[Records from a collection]
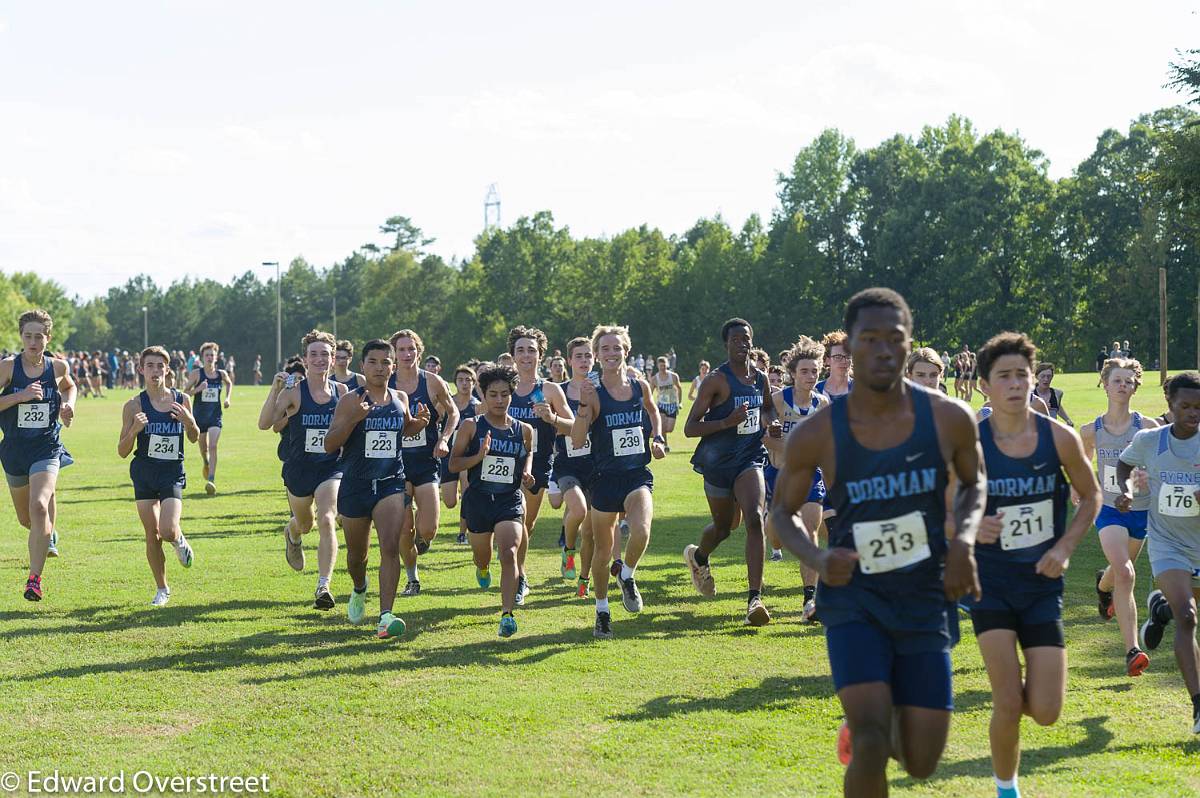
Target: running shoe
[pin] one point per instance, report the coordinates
(357, 607)
(756, 613)
(701, 575)
(389, 627)
(845, 749)
(508, 624)
(603, 630)
(293, 551)
(323, 599)
(184, 551)
(1137, 661)
(630, 595)
(1104, 598)
(1151, 633)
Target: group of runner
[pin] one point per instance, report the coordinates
(921, 503)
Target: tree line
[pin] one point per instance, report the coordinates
(967, 225)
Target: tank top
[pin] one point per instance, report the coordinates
(543, 432)
(567, 456)
(1032, 493)
(162, 438)
(372, 450)
(307, 427)
(499, 472)
(733, 447)
(1108, 451)
(33, 425)
(419, 447)
(621, 432)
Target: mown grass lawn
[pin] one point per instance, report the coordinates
(239, 676)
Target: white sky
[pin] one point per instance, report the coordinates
(204, 138)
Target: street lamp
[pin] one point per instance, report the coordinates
(279, 316)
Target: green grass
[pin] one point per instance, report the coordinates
(239, 676)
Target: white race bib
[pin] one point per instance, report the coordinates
(887, 545)
(379, 444)
(1177, 501)
(34, 415)
(498, 469)
(628, 441)
(582, 451)
(163, 447)
(750, 425)
(1027, 525)
(315, 442)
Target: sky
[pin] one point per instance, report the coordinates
(203, 138)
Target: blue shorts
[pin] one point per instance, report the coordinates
(357, 498)
(861, 653)
(484, 510)
(719, 481)
(1133, 521)
(609, 491)
(421, 469)
(156, 481)
(303, 479)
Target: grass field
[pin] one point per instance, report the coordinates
(239, 676)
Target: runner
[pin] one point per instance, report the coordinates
(621, 418)
(153, 426)
(1122, 534)
(729, 420)
(465, 382)
(343, 355)
(839, 382)
(885, 450)
(367, 426)
(541, 406)
(423, 449)
(1171, 459)
(1051, 396)
(36, 391)
(1024, 546)
(496, 451)
(205, 384)
(311, 474)
(667, 390)
(573, 472)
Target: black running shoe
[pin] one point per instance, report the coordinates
(1105, 598)
(324, 599)
(603, 629)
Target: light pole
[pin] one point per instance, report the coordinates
(279, 316)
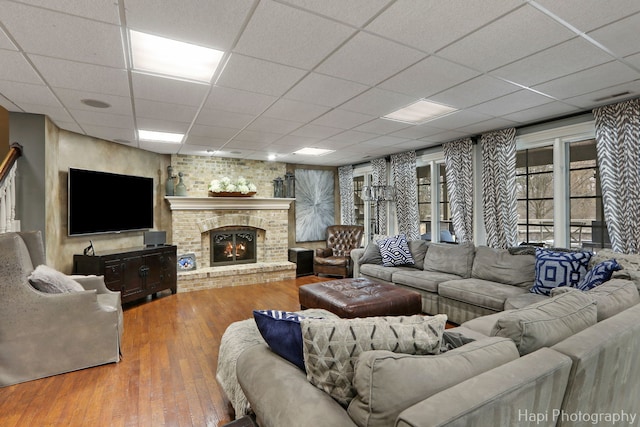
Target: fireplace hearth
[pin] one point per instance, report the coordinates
(229, 247)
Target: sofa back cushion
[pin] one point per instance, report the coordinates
(388, 383)
(448, 258)
(546, 323)
(332, 346)
(498, 265)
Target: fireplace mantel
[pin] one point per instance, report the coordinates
(227, 203)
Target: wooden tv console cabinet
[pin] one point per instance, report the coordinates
(135, 272)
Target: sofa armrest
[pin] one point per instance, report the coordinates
(525, 391)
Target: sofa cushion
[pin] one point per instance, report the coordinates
(395, 251)
(448, 258)
(555, 269)
(51, 281)
(419, 279)
(498, 265)
(546, 323)
(388, 383)
(477, 292)
(599, 274)
(371, 255)
(281, 331)
(332, 346)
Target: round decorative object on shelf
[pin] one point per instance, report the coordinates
(231, 194)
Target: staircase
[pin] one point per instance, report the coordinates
(8, 169)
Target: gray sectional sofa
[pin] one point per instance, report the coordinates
(568, 360)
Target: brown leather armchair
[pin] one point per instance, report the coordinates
(335, 259)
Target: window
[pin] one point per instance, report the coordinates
(534, 192)
(587, 225)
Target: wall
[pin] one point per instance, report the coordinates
(29, 131)
(67, 149)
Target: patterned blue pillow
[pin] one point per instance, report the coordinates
(395, 251)
(599, 274)
(555, 269)
(281, 330)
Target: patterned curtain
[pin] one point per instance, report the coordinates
(499, 187)
(379, 177)
(458, 156)
(618, 148)
(347, 204)
(403, 167)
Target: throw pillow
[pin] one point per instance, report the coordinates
(395, 251)
(281, 330)
(331, 346)
(599, 274)
(548, 322)
(555, 269)
(51, 281)
(371, 255)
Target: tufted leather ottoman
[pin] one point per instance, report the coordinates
(349, 298)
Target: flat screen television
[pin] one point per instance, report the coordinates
(103, 202)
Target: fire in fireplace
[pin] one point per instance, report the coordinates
(233, 247)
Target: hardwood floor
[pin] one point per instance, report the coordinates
(167, 373)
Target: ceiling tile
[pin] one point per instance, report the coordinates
(369, 59)
(106, 11)
(325, 90)
(587, 15)
(173, 91)
(512, 37)
(553, 109)
(71, 99)
(294, 110)
(354, 12)
(473, 92)
(238, 101)
(256, 75)
(211, 117)
(315, 131)
(618, 37)
(381, 126)
(342, 119)
(596, 78)
(378, 102)
(428, 77)
(58, 35)
(274, 125)
(515, 101)
(308, 38)
(84, 77)
(569, 57)
(431, 25)
(212, 23)
(16, 68)
(165, 111)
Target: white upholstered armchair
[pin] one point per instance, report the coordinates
(44, 334)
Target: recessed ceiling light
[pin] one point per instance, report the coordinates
(155, 136)
(159, 55)
(96, 103)
(420, 112)
(308, 151)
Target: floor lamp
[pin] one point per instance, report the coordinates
(378, 194)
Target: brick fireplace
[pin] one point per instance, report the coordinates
(196, 219)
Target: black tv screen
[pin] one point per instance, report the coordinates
(103, 202)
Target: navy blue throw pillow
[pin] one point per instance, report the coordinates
(281, 330)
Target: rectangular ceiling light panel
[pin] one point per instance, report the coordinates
(166, 57)
(419, 112)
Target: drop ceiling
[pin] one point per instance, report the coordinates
(309, 73)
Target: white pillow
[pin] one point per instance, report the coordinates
(51, 281)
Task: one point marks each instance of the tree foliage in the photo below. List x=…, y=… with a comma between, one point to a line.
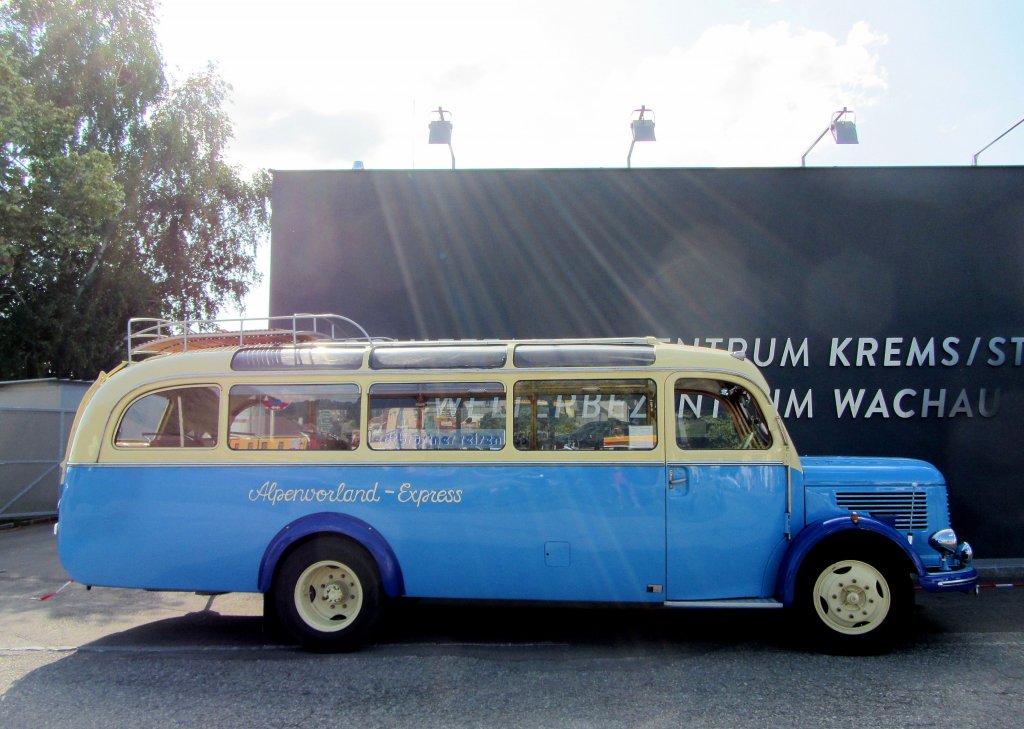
x=115, y=197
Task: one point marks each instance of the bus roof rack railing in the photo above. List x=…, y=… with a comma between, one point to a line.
x=157, y=336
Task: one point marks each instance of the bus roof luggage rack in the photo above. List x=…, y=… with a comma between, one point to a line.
x=157, y=336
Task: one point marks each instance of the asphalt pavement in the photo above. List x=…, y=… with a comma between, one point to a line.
x=127, y=657
x=40, y=608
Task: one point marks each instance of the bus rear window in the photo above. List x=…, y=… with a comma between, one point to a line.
x=294, y=417
x=179, y=418
x=450, y=416
x=586, y=415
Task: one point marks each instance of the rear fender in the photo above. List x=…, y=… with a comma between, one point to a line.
x=815, y=532
x=329, y=523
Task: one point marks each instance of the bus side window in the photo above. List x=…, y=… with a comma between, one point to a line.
x=443, y=416
x=180, y=418
x=294, y=417
x=714, y=415
x=586, y=415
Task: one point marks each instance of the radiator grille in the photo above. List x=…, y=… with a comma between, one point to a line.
x=908, y=508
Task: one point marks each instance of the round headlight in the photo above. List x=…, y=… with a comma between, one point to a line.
x=944, y=541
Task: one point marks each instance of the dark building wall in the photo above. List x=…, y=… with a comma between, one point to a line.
x=886, y=305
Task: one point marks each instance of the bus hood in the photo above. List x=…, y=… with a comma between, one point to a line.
x=867, y=472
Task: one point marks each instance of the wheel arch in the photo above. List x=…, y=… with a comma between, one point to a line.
x=333, y=524
x=861, y=531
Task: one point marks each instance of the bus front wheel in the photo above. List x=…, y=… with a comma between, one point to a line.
x=854, y=604
x=328, y=594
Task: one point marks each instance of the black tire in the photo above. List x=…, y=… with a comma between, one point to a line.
x=853, y=601
x=327, y=595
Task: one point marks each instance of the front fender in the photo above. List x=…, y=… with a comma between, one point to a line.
x=334, y=523
x=812, y=534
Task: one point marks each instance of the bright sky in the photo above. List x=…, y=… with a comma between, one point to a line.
x=318, y=84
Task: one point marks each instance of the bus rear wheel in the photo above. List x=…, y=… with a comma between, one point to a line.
x=328, y=595
x=854, y=605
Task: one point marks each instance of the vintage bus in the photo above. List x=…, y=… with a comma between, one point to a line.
x=333, y=475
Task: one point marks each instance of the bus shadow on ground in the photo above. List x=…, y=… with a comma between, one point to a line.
x=431, y=624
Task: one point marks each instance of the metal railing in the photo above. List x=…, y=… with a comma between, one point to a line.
x=150, y=336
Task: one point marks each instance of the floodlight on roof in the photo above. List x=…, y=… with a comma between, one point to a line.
x=843, y=128
x=642, y=128
x=440, y=132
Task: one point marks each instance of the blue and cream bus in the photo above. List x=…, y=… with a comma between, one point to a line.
x=333, y=475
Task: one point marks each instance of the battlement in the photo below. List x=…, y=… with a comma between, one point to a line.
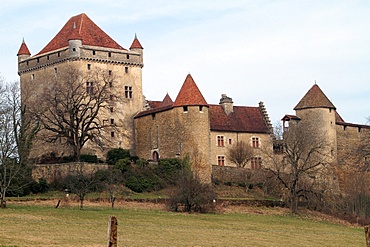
x=92, y=53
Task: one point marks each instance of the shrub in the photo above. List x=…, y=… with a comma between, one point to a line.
x=89, y=158
x=116, y=154
x=192, y=195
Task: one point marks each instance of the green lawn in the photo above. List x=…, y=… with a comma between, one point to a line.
x=43, y=225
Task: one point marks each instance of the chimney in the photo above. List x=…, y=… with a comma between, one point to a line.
x=227, y=104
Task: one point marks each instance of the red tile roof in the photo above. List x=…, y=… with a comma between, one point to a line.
x=23, y=50
x=189, y=94
x=242, y=119
x=87, y=31
x=314, y=98
x=136, y=44
x=167, y=101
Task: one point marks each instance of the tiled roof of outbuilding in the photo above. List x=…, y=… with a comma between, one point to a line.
x=23, y=50
x=190, y=94
x=314, y=98
x=242, y=119
x=89, y=33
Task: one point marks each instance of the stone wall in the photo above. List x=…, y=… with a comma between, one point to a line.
x=229, y=174
x=55, y=172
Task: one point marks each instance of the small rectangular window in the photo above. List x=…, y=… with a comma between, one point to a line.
x=220, y=141
x=89, y=87
x=128, y=92
x=255, y=142
x=256, y=163
x=221, y=160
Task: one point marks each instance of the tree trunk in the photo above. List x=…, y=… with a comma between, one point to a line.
x=2, y=202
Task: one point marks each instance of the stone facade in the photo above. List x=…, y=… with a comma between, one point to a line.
x=78, y=49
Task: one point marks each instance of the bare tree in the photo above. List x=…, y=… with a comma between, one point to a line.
x=69, y=108
x=14, y=142
x=240, y=153
x=303, y=163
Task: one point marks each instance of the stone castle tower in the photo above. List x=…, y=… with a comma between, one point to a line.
x=318, y=113
x=81, y=44
x=177, y=129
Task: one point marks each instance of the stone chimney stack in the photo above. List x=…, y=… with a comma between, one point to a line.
x=227, y=104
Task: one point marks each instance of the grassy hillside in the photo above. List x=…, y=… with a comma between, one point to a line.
x=39, y=224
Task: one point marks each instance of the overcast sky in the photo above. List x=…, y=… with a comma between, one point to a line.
x=258, y=50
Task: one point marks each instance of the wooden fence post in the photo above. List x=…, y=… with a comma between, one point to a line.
x=112, y=231
x=367, y=235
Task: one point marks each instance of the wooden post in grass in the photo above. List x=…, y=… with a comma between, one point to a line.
x=112, y=231
x=367, y=235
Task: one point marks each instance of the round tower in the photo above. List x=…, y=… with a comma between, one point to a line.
x=318, y=115
x=137, y=47
x=193, y=128
x=74, y=42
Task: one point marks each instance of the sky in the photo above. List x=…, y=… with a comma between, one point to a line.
x=251, y=50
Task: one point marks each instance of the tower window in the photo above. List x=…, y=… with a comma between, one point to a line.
x=128, y=92
x=220, y=141
x=256, y=163
x=221, y=160
x=255, y=142
x=89, y=87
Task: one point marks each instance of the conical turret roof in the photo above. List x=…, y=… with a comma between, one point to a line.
x=23, y=50
x=167, y=101
x=136, y=44
x=83, y=28
x=190, y=94
x=314, y=98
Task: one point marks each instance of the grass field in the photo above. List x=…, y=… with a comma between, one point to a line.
x=40, y=224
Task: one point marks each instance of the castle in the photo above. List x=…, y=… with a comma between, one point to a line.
x=166, y=129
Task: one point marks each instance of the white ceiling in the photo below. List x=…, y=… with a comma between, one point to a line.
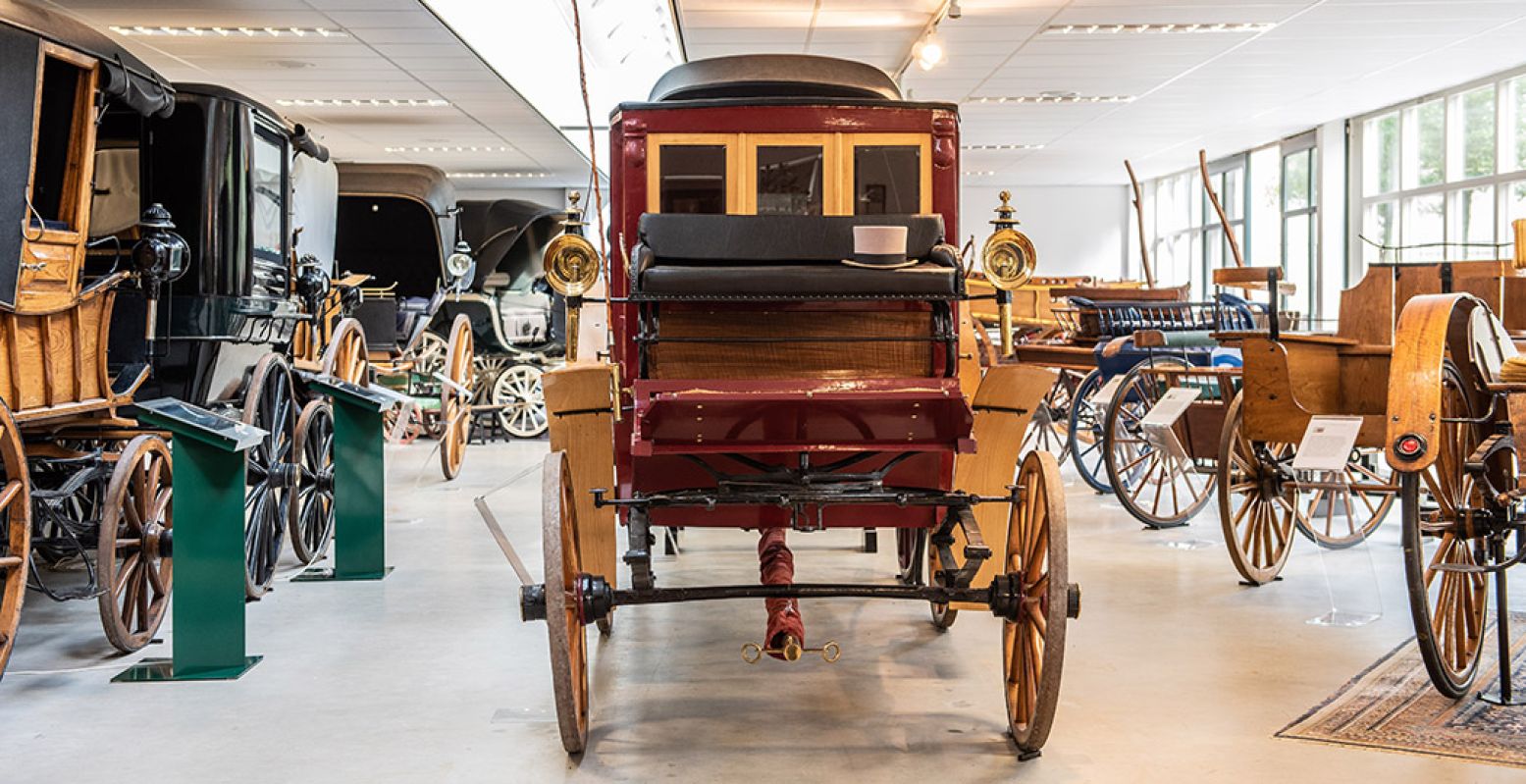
x=1224, y=92
x=394, y=49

Task brief
Select every line of the records holding the string "leather".

Solved problem
Target: brown leather armchair
Target: tufted leather ottoman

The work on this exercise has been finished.